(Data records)
***

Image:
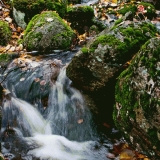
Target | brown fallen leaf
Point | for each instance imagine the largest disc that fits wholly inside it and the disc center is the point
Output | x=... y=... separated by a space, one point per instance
x=80 y=121
x=110 y=155
x=43 y=82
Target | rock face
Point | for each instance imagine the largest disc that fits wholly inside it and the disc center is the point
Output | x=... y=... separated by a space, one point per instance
x=32 y=7
x=48 y=31
x=137 y=109
x=80 y=17
x=5 y=33
x=107 y=55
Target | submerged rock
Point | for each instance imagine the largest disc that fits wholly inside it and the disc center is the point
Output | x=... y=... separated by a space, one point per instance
x=47 y=31
x=137 y=109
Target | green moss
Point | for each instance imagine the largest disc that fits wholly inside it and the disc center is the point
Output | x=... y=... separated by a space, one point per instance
x=32 y=7
x=5 y=33
x=152 y=132
x=150 y=9
x=128 y=7
x=34 y=34
x=4 y=57
x=84 y=50
x=79 y=16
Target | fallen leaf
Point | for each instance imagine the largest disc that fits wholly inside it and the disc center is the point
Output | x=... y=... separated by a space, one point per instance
x=43 y=82
x=15 y=36
x=36 y=79
x=80 y=121
x=110 y=155
x=8 y=47
x=8 y=19
x=49 y=19
x=12 y=49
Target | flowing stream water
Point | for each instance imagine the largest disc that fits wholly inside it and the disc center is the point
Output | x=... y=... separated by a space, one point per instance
x=59 y=129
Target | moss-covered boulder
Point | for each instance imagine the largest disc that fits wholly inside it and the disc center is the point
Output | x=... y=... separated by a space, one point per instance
x=137 y=96
x=107 y=55
x=80 y=17
x=5 y=33
x=33 y=7
x=140 y=11
x=47 y=31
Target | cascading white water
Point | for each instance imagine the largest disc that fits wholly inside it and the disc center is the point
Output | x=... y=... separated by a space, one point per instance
x=26 y=116
x=63 y=130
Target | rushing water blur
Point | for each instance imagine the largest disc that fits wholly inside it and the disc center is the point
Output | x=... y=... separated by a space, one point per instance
x=43 y=116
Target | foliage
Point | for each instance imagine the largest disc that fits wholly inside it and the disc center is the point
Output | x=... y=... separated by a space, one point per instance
x=32 y=7
x=84 y=50
x=5 y=33
x=4 y=57
x=79 y=16
x=47 y=24
x=128 y=7
x=150 y=10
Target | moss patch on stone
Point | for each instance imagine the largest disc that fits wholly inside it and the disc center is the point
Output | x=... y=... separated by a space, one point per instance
x=128 y=7
x=137 y=96
x=80 y=17
x=47 y=31
x=32 y=7
x=150 y=10
x=5 y=33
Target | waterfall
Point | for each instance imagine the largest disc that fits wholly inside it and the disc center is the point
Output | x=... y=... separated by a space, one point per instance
x=61 y=130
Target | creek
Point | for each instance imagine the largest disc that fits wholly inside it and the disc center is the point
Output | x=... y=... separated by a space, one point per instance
x=44 y=117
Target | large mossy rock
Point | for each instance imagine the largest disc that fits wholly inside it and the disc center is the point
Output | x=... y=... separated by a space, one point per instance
x=137 y=109
x=80 y=17
x=47 y=31
x=5 y=33
x=106 y=56
x=33 y=7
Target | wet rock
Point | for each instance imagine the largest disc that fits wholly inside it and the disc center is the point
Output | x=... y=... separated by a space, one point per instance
x=47 y=31
x=32 y=7
x=106 y=55
x=5 y=33
x=80 y=17
x=19 y=18
x=136 y=112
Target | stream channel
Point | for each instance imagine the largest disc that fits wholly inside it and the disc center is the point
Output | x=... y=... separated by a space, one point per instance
x=44 y=117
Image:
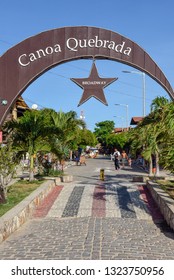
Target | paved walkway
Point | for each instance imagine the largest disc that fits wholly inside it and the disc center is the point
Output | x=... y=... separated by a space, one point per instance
x=92 y=219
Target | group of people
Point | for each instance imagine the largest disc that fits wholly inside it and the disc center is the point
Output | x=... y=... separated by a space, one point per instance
x=121 y=157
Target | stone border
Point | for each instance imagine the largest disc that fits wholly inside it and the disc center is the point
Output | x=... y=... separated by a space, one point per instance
x=164 y=202
x=19 y=214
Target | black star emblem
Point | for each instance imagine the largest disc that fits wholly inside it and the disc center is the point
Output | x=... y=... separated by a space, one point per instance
x=93 y=86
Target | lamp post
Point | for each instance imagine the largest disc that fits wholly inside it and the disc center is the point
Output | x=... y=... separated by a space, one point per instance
x=3 y=102
x=143 y=87
x=125 y=105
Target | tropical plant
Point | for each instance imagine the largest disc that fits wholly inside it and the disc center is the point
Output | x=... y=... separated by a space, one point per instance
x=29 y=134
x=8 y=161
x=148 y=136
x=67 y=136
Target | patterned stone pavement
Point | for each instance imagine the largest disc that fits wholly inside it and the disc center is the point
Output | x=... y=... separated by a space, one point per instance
x=93 y=219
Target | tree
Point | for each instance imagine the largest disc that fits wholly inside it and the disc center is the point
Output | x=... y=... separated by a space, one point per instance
x=86 y=138
x=67 y=136
x=8 y=161
x=119 y=141
x=30 y=135
x=149 y=134
x=103 y=130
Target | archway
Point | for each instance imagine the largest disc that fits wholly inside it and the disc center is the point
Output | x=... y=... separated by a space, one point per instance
x=26 y=61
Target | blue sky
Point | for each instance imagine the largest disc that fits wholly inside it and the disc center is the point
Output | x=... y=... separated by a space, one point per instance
x=148 y=23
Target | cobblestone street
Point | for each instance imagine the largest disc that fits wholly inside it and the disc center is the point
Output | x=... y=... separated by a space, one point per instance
x=93 y=219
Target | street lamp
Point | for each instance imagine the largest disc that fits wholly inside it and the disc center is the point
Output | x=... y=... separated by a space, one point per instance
x=122 y=118
x=143 y=87
x=125 y=105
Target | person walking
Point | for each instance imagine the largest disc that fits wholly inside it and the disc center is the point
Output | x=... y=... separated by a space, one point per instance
x=124 y=158
x=116 y=159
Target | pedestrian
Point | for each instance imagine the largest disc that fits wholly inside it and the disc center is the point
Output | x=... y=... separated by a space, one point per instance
x=124 y=158
x=116 y=159
x=129 y=160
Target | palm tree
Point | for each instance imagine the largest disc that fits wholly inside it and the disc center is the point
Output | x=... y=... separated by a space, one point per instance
x=29 y=135
x=66 y=138
x=151 y=131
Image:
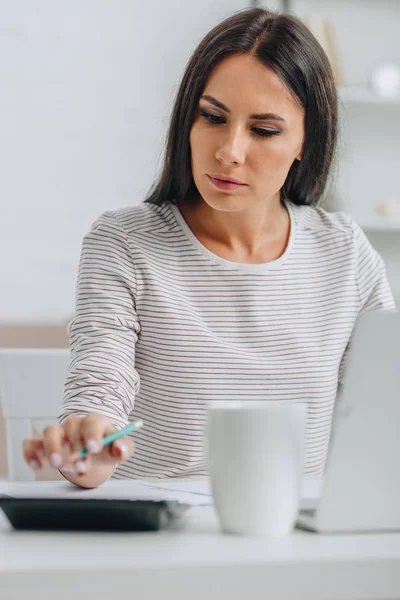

***

▶ [Task objective]:
Look through the records and gather each line with the word "lamp".

▶ [Solved exercise]:
Target | lamp post
Target | street lamp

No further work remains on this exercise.